> Challenge
Find every line in the data below that contains the word "cloud", matching case exactly, and copy each of those lines.

================================

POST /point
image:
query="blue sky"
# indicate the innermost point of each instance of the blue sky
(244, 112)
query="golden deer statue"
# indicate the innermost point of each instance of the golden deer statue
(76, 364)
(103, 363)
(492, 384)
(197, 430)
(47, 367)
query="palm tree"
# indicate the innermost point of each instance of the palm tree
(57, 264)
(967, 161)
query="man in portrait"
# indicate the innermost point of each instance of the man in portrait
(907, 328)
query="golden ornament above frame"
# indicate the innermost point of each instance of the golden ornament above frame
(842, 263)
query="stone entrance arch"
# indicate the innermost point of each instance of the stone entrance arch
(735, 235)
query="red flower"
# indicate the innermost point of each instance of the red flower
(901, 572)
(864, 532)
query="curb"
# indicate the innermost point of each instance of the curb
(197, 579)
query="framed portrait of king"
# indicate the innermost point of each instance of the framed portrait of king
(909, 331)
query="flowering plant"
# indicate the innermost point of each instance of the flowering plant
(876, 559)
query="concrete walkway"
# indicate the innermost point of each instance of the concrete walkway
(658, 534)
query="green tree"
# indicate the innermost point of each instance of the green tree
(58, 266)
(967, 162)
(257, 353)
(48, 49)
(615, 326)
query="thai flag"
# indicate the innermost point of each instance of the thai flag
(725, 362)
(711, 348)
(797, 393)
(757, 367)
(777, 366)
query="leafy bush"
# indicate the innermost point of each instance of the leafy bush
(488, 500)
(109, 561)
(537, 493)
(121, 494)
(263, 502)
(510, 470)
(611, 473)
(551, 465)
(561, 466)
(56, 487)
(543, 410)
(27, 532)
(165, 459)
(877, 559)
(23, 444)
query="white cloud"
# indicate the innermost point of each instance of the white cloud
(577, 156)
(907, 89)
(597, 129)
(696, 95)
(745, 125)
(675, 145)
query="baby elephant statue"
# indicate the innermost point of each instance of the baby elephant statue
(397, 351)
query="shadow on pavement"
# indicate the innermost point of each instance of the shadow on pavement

================================

> Solution to this problem
query="white cloud"
# indicate the innermost point of each instance of the white cloud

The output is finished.